> Task objective: Take the records underneath and set them down exactly.

[Segmentation annotation records]

* * *

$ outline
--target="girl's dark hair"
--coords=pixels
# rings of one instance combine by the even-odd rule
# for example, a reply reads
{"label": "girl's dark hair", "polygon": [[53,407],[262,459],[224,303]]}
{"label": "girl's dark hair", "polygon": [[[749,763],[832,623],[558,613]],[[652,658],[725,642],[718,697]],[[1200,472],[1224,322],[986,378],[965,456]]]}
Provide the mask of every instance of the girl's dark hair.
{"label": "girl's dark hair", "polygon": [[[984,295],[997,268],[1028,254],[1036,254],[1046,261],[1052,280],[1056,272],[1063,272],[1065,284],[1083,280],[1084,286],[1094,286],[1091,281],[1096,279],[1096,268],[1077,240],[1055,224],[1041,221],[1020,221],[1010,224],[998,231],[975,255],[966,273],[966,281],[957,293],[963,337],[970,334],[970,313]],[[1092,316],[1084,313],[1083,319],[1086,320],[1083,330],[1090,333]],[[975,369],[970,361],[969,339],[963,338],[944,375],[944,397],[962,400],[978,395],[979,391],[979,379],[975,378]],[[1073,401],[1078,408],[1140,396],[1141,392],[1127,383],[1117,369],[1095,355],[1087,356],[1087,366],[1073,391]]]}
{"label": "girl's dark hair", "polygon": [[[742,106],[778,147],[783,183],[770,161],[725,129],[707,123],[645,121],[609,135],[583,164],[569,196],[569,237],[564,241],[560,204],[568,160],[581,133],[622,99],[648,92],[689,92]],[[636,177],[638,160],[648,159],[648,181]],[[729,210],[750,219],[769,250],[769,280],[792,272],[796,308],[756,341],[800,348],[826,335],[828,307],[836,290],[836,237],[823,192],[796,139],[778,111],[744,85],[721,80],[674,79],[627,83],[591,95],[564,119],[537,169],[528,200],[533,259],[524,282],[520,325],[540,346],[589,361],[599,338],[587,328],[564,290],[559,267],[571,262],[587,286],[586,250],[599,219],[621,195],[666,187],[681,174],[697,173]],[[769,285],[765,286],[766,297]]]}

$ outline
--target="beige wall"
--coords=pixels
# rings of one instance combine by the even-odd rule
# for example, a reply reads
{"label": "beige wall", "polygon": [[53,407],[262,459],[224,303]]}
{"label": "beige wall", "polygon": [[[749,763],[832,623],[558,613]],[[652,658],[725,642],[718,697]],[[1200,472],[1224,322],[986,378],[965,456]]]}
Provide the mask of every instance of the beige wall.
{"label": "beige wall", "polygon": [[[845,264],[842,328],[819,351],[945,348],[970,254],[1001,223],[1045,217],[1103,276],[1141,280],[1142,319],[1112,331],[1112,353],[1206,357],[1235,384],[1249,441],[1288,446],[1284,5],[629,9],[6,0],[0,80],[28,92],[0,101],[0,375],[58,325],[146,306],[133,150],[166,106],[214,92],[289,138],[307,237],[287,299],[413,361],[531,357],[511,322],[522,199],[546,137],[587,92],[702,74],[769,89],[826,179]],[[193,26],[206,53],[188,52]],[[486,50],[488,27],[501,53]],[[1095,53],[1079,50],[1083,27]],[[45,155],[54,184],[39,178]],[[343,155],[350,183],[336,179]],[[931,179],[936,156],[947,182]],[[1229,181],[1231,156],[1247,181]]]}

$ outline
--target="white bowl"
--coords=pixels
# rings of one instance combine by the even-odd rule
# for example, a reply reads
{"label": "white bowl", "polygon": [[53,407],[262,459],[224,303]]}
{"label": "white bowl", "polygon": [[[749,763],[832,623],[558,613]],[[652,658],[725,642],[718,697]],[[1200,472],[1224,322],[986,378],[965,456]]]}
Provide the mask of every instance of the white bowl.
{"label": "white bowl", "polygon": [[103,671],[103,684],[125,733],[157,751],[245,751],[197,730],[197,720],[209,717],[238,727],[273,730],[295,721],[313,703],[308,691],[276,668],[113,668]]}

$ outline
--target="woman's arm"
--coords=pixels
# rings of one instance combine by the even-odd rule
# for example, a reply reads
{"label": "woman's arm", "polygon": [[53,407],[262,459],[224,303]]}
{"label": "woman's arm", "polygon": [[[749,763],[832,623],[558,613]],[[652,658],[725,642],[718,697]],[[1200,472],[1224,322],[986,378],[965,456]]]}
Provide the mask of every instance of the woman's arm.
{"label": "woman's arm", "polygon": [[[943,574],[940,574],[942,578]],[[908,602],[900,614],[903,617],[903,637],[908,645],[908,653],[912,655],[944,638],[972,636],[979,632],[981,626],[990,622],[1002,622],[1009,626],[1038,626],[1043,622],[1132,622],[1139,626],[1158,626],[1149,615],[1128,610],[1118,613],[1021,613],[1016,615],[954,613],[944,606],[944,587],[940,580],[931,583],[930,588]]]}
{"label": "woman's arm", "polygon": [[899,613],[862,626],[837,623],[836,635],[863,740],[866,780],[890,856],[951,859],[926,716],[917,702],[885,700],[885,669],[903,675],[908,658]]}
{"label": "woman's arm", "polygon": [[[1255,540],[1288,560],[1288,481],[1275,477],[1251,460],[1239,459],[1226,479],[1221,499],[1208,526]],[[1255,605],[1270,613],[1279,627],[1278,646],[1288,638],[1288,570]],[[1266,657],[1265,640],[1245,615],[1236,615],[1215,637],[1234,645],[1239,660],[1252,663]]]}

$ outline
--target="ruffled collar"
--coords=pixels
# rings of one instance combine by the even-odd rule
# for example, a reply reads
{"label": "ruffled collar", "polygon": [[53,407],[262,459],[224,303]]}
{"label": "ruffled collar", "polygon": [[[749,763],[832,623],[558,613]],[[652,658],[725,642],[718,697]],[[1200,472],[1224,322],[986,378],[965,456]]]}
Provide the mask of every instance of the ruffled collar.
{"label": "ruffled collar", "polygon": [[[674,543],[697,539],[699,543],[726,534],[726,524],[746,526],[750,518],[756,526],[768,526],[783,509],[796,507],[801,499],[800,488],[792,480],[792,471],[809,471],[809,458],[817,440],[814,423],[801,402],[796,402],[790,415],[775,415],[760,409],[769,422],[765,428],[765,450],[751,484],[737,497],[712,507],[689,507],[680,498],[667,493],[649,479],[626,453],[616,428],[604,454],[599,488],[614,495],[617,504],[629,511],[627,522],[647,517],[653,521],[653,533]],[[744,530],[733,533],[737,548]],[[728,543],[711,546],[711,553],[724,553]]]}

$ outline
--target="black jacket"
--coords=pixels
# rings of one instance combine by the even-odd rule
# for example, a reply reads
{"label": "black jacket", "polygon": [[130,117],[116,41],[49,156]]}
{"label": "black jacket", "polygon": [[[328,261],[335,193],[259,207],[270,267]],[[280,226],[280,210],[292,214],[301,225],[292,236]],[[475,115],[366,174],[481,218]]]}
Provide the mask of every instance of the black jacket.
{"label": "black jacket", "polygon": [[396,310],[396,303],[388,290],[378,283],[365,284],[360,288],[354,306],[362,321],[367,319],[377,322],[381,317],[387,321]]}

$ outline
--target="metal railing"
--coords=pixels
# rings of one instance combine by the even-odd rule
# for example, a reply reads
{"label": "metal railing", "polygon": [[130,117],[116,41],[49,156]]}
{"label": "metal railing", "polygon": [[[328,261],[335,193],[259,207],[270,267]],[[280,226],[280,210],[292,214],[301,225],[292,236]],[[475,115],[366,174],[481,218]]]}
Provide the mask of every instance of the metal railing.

* * *

> Written response:
$ outline
--target="girl's dark hair"
--coords=pixels
# rings of one instance combine by the even-odd rule
# for example, a reply reads
{"label": "girl's dark hair", "polygon": [[53,407],[262,459],[224,303]]}
{"label": "girl's dark hair", "polygon": [[[749,763],[832,623],[558,613]],[[652,658],[725,642],[718,697]],[[1200,472],[1224,322],[986,378],[965,456]]]}
Provide the mask of every instance of the girl's dark hair.
{"label": "girl's dark hair", "polygon": [[[984,295],[997,268],[1028,254],[1036,254],[1046,261],[1052,280],[1056,272],[1063,272],[1065,284],[1083,280],[1084,286],[1094,286],[1091,281],[1096,279],[1096,268],[1077,240],[1055,224],[1041,221],[1020,221],[1010,224],[998,231],[975,255],[966,273],[966,281],[957,293],[963,337],[970,334],[970,313]],[[1092,316],[1084,313],[1083,319],[1086,320],[1083,330],[1090,333]],[[975,369],[970,361],[969,339],[963,338],[944,375],[944,397],[962,400],[978,395],[979,391],[979,379],[975,378]],[[1073,401],[1078,408],[1140,396],[1141,392],[1127,383],[1117,369],[1095,355],[1087,356],[1087,366],[1073,391]]]}
{"label": "girl's dark hair", "polygon": [[[742,106],[778,147],[783,183],[770,161],[725,129],[707,123],[645,121],[609,135],[583,164],[569,196],[569,237],[564,241],[560,204],[568,160],[581,133],[622,99],[648,92],[689,92]],[[636,177],[638,160],[648,159],[648,181]],[[729,210],[750,219],[769,250],[769,280],[792,272],[796,308],[756,341],[800,348],[826,335],[828,307],[836,290],[836,237],[823,192],[796,139],[778,111],[744,85],[721,80],[674,79],[627,83],[591,95],[564,119],[537,169],[528,200],[533,259],[524,282],[520,325],[540,346],[589,361],[599,338],[587,328],[564,290],[559,267],[571,262],[587,286],[586,250],[599,219],[621,195],[666,187],[681,174],[697,173]],[[769,285],[765,286],[766,297]]]}

$ outline
--target="beige wall"
--coords=pixels
# rings of one instance combine by the even-odd rule
# for example, a reply reads
{"label": "beige wall", "polygon": [[53,407],[262,459],[224,303]]}
{"label": "beige wall", "polygon": [[[749,763],[832,623],[558,613]],[[652,658],[725,642],[718,697]],[[1200,472],[1224,322],[986,378],[965,456]]]}
Provide the mask of every instance of the beige wall.
{"label": "beige wall", "polygon": [[[845,264],[842,328],[819,351],[945,348],[970,254],[1001,223],[1045,217],[1103,276],[1141,280],[1142,319],[1112,331],[1112,353],[1206,357],[1235,384],[1249,441],[1288,446],[1284,5],[629,9],[6,0],[0,80],[28,92],[0,101],[0,375],[58,325],[146,306],[133,150],[166,106],[214,92],[289,138],[307,237],[287,299],[413,361],[531,357],[511,322],[522,199],[546,137],[587,92],[702,74],[769,89],[826,179]],[[193,26],[206,53],[188,52]],[[486,50],[488,27],[501,53]],[[1095,53],[1079,50],[1083,27]],[[45,155],[54,184],[39,178]],[[343,155],[350,183],[336,179]],[[931,179],[936,156],[947,182]],[[1229,181],[1231,156],[1247,181]]]}

$ outline
--target="white bowl"
--coords=pixels
# rings of one instance combine by the even-odd rule
# for example, a reply reads
{"label": "white bowl", "polygon": [[53,407],[262,459],[224,303]]}
{"label": "white bowl", "polygon": [[[749,763],[832,623],[558,613]],[[652,658],[725,642],[718,697]],[[1200,472],[1224,322],[986,378],[965,456]]]}
Provide the mask of every instance of the white bowl.
{"label": "white bowl", "polygon": [[103,671],[103,684],[125,733],[157,751],[245,751],[197,730],[197,720],[209,717],[238,727],[273,730],[295,721],[313,703],[308,691],[276,668],[113,668]]}

$ outline
--target="woman's arm"
--coords=pixels
# rings of one instance combine by the even-odd rule
# for example, a reply reads
{"label": "woman's arm", "polygon": [[53,407],[262,459],[224,303]]}
{"label": "woman's arm", "polygon": [[[749,763],[832,623],[558,613]],[[652,658],[725,642],[718,697]],[[1200,472],[1224,322],[986,378],[965,456]]]}
Provide the mask of every instance of the woman's arm.
{"label": "woman's arm", "polygon": [[[943,574],[940,574],[942,578]],[[908,602],[900,614],[903,617],[903,637],[908,645],[908,653],[912,655],[944,638],[972,636],[979,632],[981,626],[990,622],[1002,622],[1009,626],[1038,626],[1043,622],[1132,622],[1139,626],[1158,626],[1149,615],[1128,610],[1118,613],[1021,613],[1016,615],[954,613],[944,606],[944,587],[940,580],[931,583],[930,588]]]}
{"label": "woman's arm", "polygon": [[899,613],[862,626],[837,623],[836,635],[863,740],[866,780],[890,856],[951,859],[926,716],[917,702],[885,700],[885,669],[903,675],[908,658]]}
{"label": "woman's arm", "polygon": [[[1255,540],[1288,560],[1288,481],[1275,477],[1251,460],[1239,459],[1226,479],[1221,499],[1208,526]],[[1255,605],[1270,613],[1279,627],[1278,646],[1288,638],[1288,570]],[[1266,657],[1265,640],[1245,615],[1236,615],[1215,637],[1234,645],[1239,660],[1252,663]]]}

$ outline
--target="ruffled collar"
--coords=pixels
# rings of one instance combine by the even-odd rule
# for example, a reply reads
{"label": "ruffled collar", "polygon": [[53,407],[262,459],[224,303]]}
{"label": "ruffled collar", "polygon": [[[749,763],[832,623],[558,613]],[[652,658],[725,642],[718,697]],[[1200,472],[1224,322],[986,378],[965,456]]]}
Provide the mask of every instance of the ruffled collar.
{"label": "ruffled collar", "polygon": [[[674,543],[697,539],[699,543],[726,534],[726,524],[746,526],[750,518],[756,526],[768,526],[783,509],[796,507],[801,499],[800,488],[792,480],[792,471],[809,471],[809,458],[817,440],[814,423],[801,402],[796,402],[790,415],[775,415],[760,409],[769,422],[765,428],[765,450],[751,484],[737,497],[712,507],[689,507],[680,498],[667,493],[649,479],[626,453],[616,428],[604,454],[599,488],[614,495],[617,504],[629,511],[627,522],[647,517],[653,521],[653,533]],[[744,530],[733,533],[737,548]],[[728,543],[711,546],[711,553],[724,553]]]}

$ outline
--target="black jacket"
--coords=pixels
# rings of one instance combine by the even-odd rule
# for example, a reply reads
{"label": "black jacket", "polygon": [[130,117],[116,41],[49,156]]}
{"label": "black jacket", "polygon": [[[328,261],[335,193],[259,207],[270,267]],[[280,226],[280,210],[292,214],[301,225],[292,236]],[[475,115],[366,174],[481,218]]]}
Provide the mask of every instance of the black jacket.
{"label": "black jacket", "polygon": [[396,310],[396,303],[388,290],[378,283],[365,284],[360,288],[354,306],[362,321],[367,319],[377,322],[381,317],[387,321]]}

$ outline
--target="metal railing"
--coords=pixels
# rings of one instance combine by the even-odd rule
# for example, a reply reads
{"label": "metal railing", "polygon": [[130,117],[116,41],[49,156]]}
{"label": "metal railing", "polygon": [[[328,261],[335,193],[259,207],[270,267]],[[280,226],[280,210],[292,214],[301,225],[292,236]],[[475,115],[366,174],[481,218]]]}
Provide the mask of every instance of the metal railing.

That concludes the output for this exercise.